Continue the article below about the British Airways autonomous wheelchair trial at JFK, picking up right after its final sentence.
— Begin SOURCE EXCERPT —
British Airways is testing out an autonomous electric wheelchair for people with mobility needs at JFK airport in New York City.

Built by Silicon Valley-based tech firm Whill, the high-tech vehicle incorporates anti-collision technology and lets the rider use a touchscreen to select from a range of destinations within the airport.

“The vehicle safely navigates the terminal without the need for assistance from travel companions or the airport support team, currently responsible for escorting customers from check-in directly to the boarding gate,” British Airways said in a release detailing the trial.

British Airways

The rider can change their destination at any point, and also select multiple places to visit on their way to the boarding gate. After the rider exits the vehicle at the gate, the machine returns to the docking station by itself, ready for the next person.

The autonomous wheelchair offers a smooth ride and can make tight turns, but with a top speed of just 5 mph, don’t rely on it to whiz you to your gate if you’re late for your flight.

British Airways said that almost half a million of its customers require additional assistance each year, and so the airline is keen to explore new ways to offer them a more comfortable travel experience.
— End SOURCE EXCERPT —
— Begin EXTRACTED DATA —
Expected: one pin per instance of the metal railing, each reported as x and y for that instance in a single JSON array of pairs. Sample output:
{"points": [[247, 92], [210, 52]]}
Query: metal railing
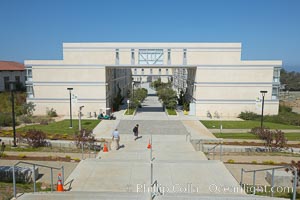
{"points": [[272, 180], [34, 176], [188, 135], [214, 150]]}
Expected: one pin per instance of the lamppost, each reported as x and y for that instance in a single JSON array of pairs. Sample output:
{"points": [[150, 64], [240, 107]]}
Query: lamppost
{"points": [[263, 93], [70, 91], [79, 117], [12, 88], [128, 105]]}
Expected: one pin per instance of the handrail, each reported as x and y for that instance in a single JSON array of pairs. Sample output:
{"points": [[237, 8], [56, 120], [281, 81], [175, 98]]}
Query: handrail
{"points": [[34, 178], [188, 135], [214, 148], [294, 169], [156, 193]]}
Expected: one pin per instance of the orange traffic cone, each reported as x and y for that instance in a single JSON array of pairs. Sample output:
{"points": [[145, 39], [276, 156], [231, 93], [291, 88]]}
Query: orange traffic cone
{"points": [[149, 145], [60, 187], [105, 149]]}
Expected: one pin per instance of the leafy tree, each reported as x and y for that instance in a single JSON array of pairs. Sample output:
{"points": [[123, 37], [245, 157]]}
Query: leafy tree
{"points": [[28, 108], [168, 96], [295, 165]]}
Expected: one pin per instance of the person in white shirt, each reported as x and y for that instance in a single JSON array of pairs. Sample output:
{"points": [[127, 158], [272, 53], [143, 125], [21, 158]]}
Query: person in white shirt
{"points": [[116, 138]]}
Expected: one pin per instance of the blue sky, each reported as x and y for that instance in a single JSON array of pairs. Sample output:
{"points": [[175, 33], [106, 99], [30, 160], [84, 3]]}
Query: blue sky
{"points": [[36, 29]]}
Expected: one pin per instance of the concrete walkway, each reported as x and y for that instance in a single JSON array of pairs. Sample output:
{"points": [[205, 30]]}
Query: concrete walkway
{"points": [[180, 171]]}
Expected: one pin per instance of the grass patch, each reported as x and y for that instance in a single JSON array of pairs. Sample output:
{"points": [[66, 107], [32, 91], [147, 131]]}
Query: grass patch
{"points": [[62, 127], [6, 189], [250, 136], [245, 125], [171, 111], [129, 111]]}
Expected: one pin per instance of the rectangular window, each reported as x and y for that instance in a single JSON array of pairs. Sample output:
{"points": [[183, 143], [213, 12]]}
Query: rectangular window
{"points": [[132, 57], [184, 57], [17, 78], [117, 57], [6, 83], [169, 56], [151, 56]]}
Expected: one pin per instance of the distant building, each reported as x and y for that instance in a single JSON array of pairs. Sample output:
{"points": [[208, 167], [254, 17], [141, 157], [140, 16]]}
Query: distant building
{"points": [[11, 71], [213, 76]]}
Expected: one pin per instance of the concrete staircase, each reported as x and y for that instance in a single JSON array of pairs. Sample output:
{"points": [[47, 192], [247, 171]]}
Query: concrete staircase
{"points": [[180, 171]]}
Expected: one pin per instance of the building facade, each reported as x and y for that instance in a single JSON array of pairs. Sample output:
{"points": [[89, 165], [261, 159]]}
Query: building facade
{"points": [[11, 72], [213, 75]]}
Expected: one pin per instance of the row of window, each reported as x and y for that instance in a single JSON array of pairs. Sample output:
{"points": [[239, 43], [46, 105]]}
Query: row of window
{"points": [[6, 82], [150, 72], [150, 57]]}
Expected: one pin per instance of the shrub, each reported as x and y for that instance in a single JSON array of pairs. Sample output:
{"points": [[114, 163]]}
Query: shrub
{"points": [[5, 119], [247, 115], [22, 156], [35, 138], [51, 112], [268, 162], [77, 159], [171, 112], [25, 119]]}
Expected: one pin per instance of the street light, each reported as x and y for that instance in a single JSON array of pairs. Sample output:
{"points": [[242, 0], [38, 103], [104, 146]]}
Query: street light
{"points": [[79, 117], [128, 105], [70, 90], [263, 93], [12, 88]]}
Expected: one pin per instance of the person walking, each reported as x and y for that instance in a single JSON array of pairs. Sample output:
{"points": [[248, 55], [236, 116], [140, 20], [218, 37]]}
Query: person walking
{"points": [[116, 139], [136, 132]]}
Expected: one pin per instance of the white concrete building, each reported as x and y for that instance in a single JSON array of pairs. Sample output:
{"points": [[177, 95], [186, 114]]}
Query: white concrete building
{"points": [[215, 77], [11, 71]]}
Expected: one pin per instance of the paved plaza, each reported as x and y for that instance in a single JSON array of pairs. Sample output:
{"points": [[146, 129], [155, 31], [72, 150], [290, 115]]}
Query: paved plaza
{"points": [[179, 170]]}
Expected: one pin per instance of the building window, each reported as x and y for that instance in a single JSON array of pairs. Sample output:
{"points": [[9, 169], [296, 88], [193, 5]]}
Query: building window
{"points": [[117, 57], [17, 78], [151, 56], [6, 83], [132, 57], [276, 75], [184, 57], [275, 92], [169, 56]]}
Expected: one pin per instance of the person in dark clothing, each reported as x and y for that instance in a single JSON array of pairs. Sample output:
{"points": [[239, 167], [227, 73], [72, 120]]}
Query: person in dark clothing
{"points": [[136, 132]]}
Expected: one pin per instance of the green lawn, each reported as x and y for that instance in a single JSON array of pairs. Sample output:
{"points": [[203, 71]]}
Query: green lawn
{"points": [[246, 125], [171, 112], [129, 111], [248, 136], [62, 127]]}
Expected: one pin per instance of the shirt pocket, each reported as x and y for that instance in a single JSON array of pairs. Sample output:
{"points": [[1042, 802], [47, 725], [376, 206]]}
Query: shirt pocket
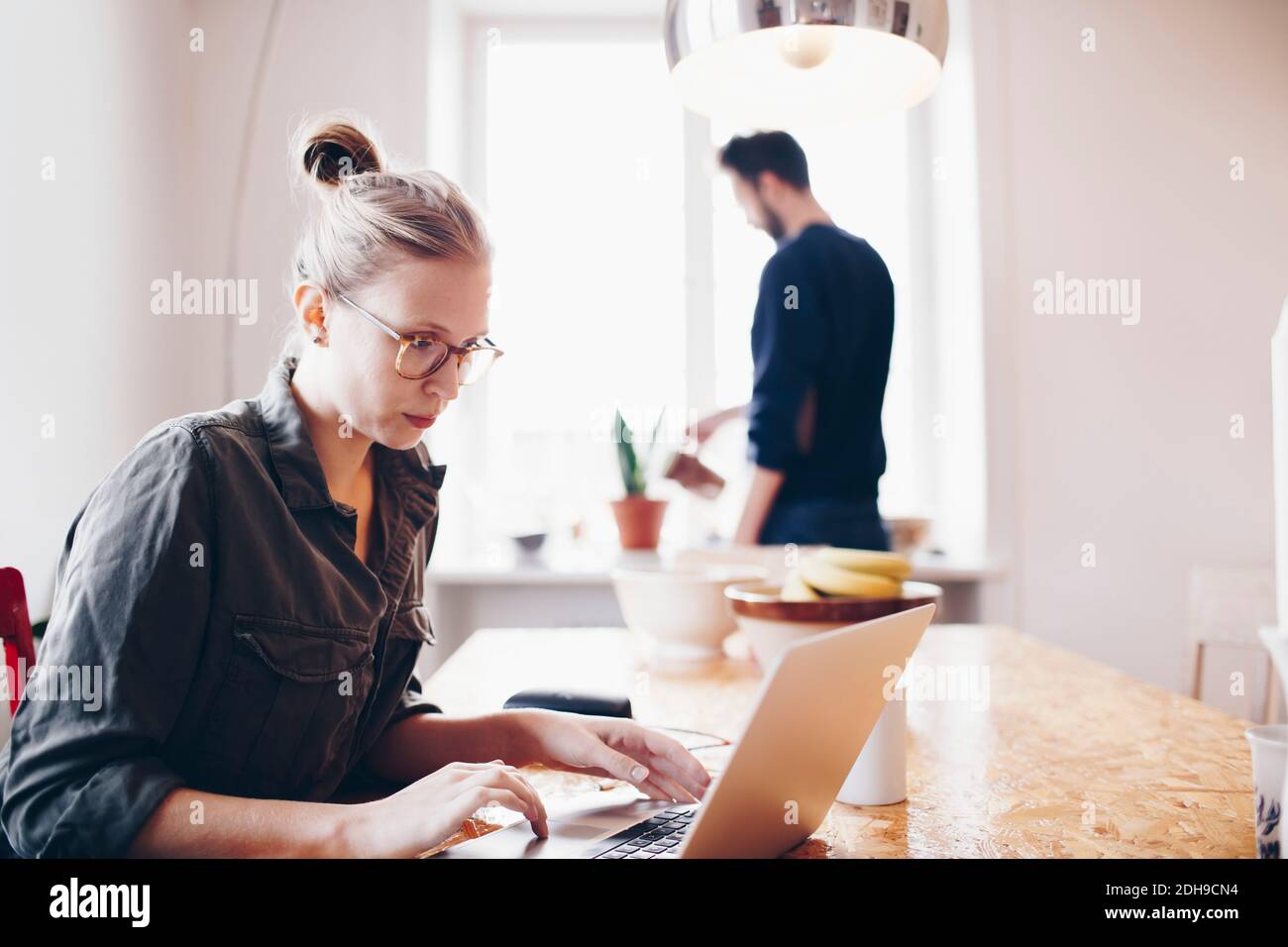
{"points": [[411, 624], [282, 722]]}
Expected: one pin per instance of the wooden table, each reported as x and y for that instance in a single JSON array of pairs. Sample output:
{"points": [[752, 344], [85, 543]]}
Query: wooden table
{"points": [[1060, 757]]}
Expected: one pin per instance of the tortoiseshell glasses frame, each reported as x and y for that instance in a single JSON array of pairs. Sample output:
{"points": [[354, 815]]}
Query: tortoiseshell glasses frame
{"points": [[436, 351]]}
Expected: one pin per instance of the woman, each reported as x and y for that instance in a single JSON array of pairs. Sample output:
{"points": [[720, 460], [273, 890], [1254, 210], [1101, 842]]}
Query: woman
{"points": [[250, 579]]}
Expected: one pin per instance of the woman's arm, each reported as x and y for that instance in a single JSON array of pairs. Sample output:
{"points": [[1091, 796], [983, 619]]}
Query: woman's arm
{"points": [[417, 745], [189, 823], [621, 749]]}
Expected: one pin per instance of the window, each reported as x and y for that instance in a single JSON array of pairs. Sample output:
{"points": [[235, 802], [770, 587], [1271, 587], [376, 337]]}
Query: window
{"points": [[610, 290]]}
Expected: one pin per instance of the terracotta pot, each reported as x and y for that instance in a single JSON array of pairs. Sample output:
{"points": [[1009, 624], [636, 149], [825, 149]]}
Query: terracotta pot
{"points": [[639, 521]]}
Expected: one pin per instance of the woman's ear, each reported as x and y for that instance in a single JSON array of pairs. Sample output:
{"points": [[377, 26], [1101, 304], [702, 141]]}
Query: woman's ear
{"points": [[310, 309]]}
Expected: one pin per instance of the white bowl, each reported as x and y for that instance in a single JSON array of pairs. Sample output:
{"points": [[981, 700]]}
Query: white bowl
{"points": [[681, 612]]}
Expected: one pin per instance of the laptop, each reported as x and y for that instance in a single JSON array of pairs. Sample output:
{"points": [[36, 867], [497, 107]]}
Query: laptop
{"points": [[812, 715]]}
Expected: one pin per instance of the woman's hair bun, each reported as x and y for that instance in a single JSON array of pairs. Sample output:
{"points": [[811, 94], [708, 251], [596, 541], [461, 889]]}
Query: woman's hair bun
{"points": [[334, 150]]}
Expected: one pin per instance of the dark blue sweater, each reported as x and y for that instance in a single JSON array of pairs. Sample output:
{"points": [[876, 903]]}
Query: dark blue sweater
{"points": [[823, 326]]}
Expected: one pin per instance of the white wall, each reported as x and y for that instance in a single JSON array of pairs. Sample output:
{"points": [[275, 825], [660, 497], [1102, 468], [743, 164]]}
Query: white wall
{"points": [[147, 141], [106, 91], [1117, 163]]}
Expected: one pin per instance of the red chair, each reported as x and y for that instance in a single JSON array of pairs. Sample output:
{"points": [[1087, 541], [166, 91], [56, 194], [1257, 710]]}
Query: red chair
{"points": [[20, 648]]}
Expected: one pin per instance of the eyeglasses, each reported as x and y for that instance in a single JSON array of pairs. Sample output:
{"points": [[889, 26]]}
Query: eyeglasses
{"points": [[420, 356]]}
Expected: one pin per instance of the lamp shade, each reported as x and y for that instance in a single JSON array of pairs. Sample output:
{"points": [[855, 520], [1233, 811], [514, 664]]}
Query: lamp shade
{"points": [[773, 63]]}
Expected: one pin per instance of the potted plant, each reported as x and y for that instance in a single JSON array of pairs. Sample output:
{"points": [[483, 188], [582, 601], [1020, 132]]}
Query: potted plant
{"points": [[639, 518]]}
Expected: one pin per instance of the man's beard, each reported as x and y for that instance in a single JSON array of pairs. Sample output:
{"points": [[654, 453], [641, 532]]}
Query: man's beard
— End EXTRACTED DATA —
— Begin EXTRACTED DATA —
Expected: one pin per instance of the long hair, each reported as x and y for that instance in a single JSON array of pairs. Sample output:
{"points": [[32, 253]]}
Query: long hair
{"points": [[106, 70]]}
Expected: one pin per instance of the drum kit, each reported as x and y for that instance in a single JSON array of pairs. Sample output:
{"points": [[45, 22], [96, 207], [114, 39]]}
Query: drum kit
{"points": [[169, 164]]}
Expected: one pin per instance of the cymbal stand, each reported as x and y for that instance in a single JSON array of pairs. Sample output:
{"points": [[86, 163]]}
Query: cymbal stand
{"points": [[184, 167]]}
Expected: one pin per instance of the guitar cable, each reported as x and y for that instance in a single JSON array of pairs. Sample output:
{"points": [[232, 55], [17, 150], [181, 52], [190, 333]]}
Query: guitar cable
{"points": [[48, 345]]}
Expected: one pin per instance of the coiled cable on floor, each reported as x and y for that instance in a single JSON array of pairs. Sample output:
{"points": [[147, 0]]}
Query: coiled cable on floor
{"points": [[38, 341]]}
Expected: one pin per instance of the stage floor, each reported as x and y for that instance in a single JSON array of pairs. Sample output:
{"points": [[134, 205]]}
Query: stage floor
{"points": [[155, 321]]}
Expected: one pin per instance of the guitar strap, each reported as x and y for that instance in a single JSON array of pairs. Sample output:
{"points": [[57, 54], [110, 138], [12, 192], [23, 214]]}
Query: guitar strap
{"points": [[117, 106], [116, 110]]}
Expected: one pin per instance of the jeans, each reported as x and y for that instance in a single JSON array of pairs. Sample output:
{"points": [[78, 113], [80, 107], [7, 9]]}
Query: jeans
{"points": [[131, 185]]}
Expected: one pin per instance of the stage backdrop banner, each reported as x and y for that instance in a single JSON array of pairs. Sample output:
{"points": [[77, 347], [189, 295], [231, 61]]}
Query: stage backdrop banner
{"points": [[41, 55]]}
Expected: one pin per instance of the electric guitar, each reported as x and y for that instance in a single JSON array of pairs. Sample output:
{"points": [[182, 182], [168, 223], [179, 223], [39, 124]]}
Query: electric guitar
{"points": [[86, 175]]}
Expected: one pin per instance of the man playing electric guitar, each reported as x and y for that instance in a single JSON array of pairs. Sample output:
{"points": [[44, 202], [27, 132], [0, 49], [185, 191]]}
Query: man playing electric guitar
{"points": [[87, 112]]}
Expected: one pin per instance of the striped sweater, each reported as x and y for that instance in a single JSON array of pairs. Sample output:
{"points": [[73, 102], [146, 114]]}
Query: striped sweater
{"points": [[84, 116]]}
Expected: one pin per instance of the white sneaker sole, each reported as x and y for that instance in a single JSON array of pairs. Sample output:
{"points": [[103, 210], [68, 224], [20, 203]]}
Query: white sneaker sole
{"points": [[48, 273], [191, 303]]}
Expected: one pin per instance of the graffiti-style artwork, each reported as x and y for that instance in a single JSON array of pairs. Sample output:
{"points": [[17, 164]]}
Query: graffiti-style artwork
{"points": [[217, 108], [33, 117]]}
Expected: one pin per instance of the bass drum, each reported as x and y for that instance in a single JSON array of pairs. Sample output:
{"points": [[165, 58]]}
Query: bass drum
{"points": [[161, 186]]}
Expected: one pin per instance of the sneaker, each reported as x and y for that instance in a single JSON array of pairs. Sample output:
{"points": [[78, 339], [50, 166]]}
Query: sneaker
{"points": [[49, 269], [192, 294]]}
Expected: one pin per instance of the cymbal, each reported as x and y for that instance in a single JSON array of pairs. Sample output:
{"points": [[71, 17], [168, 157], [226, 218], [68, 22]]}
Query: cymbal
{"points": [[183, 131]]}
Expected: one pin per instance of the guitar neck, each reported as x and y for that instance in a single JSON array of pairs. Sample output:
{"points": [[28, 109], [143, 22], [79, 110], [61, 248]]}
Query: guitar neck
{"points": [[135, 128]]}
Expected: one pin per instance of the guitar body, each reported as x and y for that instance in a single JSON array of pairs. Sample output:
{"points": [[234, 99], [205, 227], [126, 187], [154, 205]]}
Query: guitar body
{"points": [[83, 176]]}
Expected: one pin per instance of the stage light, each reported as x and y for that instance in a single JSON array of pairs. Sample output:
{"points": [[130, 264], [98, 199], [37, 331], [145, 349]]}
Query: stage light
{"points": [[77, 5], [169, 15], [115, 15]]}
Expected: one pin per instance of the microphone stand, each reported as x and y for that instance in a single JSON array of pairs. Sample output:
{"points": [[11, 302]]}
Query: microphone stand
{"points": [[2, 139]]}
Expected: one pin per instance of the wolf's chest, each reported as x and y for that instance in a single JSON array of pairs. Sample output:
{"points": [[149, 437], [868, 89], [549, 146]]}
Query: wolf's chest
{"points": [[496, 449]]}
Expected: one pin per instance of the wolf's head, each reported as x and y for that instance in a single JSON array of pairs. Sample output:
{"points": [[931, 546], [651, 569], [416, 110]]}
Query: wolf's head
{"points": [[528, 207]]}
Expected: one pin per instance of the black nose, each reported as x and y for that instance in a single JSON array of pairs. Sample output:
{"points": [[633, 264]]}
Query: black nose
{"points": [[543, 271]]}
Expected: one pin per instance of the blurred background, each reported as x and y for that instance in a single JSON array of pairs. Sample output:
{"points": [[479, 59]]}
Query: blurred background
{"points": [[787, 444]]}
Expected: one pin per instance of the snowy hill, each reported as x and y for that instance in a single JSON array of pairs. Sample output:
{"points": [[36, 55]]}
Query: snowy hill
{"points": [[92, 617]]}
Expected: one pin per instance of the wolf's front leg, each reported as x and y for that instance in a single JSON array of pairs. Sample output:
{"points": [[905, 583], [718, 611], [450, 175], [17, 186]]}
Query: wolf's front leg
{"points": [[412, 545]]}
— End EXTRACTED DATA —
— Begin EXTRACTED DATA —
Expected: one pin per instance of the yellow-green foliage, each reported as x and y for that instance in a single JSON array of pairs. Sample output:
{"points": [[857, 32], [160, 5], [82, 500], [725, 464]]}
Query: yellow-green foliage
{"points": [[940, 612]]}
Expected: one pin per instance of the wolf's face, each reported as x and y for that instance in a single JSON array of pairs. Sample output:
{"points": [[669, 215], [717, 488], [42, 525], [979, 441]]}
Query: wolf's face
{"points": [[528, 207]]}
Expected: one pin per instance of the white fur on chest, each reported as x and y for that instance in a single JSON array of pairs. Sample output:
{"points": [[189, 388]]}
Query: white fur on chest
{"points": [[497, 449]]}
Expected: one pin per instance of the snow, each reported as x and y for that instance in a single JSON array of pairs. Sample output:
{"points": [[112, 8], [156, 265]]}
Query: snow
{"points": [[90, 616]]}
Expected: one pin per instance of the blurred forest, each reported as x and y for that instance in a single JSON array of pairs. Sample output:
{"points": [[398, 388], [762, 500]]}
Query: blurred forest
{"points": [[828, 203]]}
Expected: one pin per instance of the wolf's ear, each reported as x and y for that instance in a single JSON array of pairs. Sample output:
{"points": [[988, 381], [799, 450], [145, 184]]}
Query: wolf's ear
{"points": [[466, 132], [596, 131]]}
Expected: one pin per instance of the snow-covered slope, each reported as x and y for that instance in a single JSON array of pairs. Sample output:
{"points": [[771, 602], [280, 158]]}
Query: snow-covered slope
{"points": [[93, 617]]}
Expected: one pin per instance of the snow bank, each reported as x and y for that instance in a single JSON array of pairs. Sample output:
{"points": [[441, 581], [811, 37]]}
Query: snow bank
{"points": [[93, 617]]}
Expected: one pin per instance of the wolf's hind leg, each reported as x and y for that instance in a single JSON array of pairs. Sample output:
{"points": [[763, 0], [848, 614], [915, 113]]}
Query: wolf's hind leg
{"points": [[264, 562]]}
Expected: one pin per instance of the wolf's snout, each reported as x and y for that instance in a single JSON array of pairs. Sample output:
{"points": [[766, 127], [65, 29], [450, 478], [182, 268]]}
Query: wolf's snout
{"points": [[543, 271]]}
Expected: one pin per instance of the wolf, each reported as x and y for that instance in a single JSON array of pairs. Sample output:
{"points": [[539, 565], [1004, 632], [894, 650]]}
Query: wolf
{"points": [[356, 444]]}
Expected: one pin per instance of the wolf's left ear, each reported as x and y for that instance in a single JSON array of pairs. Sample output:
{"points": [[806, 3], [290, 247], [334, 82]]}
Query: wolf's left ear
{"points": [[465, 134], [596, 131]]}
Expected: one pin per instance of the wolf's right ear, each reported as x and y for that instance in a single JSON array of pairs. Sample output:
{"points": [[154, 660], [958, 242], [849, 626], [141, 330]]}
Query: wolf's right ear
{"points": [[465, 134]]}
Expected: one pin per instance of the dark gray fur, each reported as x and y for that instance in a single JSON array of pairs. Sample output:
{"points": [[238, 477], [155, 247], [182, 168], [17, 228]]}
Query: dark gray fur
— End EXTRACTED DATA —
RESPONSE TO THE EXERCISE:
WHILL Airport Mobility Service

“Our customers tell us they would like greater independence and control over their journey through the airport, so we were keen to trial autonomous devices and see our customers’ response to the very latest mobility technology in a real airport environment,” Ricardo Vidal, British Airways’ head of innovation, said in a release.

He added that further testing of the service will be carried out at the U.K.’s Heathrow airport over the next few months with a view to introducing the technology alongside its team of customer service staff.

As part of broader efforts by British Airways to stay at the forefront of airport innovation, the carrier is also experimenting with biometric boarding, autonomous baggage vehicles, and A.I.-powered robots that can interact with passengers in multiple languages to answer a range of travel-related questions.

Whill first landed on our radar in 2016 with a version of its wheelchair that can take on rugged terrain, while the company also caught our attention at CES 2019. It currently focuses on two designs — the highly portable Model Ci as used by British Airways, and the more durable Model A for indoor or outdoor mobility.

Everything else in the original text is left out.